** TASK INPUTS **
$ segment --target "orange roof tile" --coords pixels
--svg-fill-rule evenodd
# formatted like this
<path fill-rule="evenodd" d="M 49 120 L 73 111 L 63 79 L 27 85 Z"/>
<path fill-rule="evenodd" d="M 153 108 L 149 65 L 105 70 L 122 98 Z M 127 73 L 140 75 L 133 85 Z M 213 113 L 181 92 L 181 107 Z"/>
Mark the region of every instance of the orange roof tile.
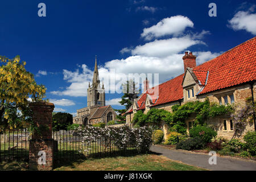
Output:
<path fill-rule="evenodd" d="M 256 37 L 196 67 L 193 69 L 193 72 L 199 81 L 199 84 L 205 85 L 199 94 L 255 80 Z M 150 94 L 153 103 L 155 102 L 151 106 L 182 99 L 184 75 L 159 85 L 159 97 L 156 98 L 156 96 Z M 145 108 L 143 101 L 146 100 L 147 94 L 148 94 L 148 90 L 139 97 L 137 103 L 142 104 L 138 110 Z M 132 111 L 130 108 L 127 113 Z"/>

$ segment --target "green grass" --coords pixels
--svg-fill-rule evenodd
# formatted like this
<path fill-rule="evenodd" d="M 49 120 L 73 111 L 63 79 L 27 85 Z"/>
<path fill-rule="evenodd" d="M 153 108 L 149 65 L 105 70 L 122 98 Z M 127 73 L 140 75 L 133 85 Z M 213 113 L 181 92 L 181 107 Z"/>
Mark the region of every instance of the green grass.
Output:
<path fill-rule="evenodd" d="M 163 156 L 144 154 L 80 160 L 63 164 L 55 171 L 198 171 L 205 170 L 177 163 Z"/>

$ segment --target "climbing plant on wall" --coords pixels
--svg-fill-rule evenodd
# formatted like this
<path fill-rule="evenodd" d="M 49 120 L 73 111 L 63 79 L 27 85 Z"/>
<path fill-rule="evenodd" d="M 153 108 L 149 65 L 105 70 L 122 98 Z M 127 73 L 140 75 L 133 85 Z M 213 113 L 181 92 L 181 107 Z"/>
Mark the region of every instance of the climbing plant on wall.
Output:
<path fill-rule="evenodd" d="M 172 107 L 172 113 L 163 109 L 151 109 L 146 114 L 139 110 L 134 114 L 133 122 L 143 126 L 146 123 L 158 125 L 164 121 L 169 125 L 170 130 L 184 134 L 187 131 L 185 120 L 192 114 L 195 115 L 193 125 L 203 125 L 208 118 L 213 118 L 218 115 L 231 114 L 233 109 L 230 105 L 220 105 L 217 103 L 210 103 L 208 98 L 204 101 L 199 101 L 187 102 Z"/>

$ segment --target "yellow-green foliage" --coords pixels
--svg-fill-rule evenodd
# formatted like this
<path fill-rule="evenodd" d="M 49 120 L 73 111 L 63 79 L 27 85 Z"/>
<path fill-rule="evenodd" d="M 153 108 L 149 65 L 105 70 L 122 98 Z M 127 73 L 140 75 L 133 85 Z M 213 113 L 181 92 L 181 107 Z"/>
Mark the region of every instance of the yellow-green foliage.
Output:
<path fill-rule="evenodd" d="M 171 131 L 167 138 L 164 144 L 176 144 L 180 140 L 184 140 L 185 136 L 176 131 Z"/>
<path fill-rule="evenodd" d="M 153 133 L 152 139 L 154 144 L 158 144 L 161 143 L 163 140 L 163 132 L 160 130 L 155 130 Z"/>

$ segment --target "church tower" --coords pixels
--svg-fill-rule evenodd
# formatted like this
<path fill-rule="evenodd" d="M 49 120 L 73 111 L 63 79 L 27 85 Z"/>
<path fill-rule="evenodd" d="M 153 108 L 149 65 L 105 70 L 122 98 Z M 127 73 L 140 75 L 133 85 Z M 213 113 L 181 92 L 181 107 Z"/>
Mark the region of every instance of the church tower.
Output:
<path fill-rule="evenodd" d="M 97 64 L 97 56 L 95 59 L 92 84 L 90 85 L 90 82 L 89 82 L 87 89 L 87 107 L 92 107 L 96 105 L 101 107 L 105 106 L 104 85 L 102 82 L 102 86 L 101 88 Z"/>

** TO BE DONE **
Reproduce all of the entries word for word, skipping any pictures they hold.

** WRITTEN RESPONSE **
$ segment --target "orange roof tile" --coords pixels
--svg-fill-rule evenodd
# formatted like this
<path fill-rule="evenodd" d="M 49 120 L 73 111 L 63 79 L 27 85 Z"/>
<path fill-rule="evenodd" d="M 153 108 L 149 65 L 105 70 L 122 98 Z M 127 73 L 140 75 L 133 85 Z M 213 113 L 181 92 L 181 107 Z"/>
Mark the region of every instance of the orange roof tile.
Output:
<path fill-rule="evenodd" d="M 256 37 L 196 67 L 193 69 L 193 72 L 199 81 L 199 84 L 205 85 L 199 94 L 255 80 Z M 150 94 L 153 103 L 155 102 L 151 106 L 182 99 L 184 75 L 159 85 L 159 97 L 156 98 L 156 96 Z M 145 108 L 143 101 L 146 100 L 147 94 L 148 94 L 148 90 L 139 97 L 137 103 L 142 104 L 138 110 Z M 132 111 L 130 108 L 127 113 Z"/>

$ segment --target "green grass" --coords pixels
--svg-fill-rule evenodd
# formatted like this
<path fill-rule="evenodd" d="M 49 120 L 73 111 L 63 79 L 27 85 Z"/>
<path fill-rule="evenodd" d="M 153 108 L 149 65 L 105 70 L 122 98 Z M 127 73 L 140 75 L 133 85 Z M 213 113 L 181 92 L 181 107 Z"/>
Mark the region of every instance of the green grass.
Output:
<path fill-rule="evenodd" d="M 163 156 L 144 154 L 80 160 L 63 164 L 55 171 L 198 171 L 205 170 L 177 163 Z"/>

$ segment --target "climbing plant on wall" --coords pixels
--svg-fill-rule evenodd
# formatted like this
<path fill-rule="evenodd" d="M 49 120 L 73 111 L 63 79 L 27 85 Z"/>
<path fill-rule="evenodd" d="M 153 108 L 149 65 L 105 70 L 122 98 Z M 127 73 L 140 75 L 133 85 Z M 213 113 L 181 92 L 181 107 Z"/>
Mark the region of every instance of the climbing plant on wall.
Output:
<path fill-rule="evenodd" d="M 172 107 L 172 113 L 163 109 L 151 109 L 146 114 L 139 110 L 134 114 L 133 122 L 143 126 L 146 123 L 158 125 L 164 121 L 169 125 L 170 130 L 184 134 L 187 131 L 185 120 L 192 114 L 195 115 L 193 125 L 203 125 L 208 118 L 213 118 L 218 115 L 231 114 L 233 109 L 230 105 L 220 105 L 217 103 L 210 103 L 208 98 L 204 101 L 199 101 L 187 102 Z"/>

$ segment --target "yellow-green foliage" --coords pixels
--svg-fill-rule evenodd
# formatted like this
<path fill-rule="evenodd" d="M 49 120 L 73 111 L 63 79 L 27 85 Z"/>
<path fill-rule="evenodd" d="M 153 108 L 149 65 L 105 70 L 122 98 Z M 127 73 L 140 75 L 133 85 Z M 213 113 L 181 92 L 181 107 Z"/>
Mark the region of every instance of the yellow-green foliage.
Output:
<path fill-rule="evenodd" d="M 171 131 L 167 138 L 164 144 L 176 144 L 180 140 L 184 140 L 185 136 L 176 131 Z"/>
<path fill-rule="evenodd" d="M 153 133 L 152 139 L 154 144 L 158 144 L 161 143 L 163 140 L 163 132 L 160 130 L 155 130 Z"/>

$ segment --target "church tower" --coords pixels
--svg-fill-rule evenodd
# formatted like this
<path fill-rule="evenodd" d="M 49 120 L 73 111 L 63 79 L 27 85 Z"/>
<path fill-rule="evenodd" d="M 153 108 L 149 65 L 105 70 L 122 98 Z M 127 73 L 140 75 L 133 85 Z M 213 113 L 181 92 L 181 107 Z"/>
Mark the region of every instance of the church tower.
Output:
<path fill-rule="evenodd" d="M 97 64 L 97 56 L 95 59 L 92 84 L 90 85 L 90 82 L 89 82 L 87 89 L 87 107 L 92 107 L 96 105 L 101 107 L 105 106 L 104 85 L 102 82 L 102 86 L 101 88 Z"/>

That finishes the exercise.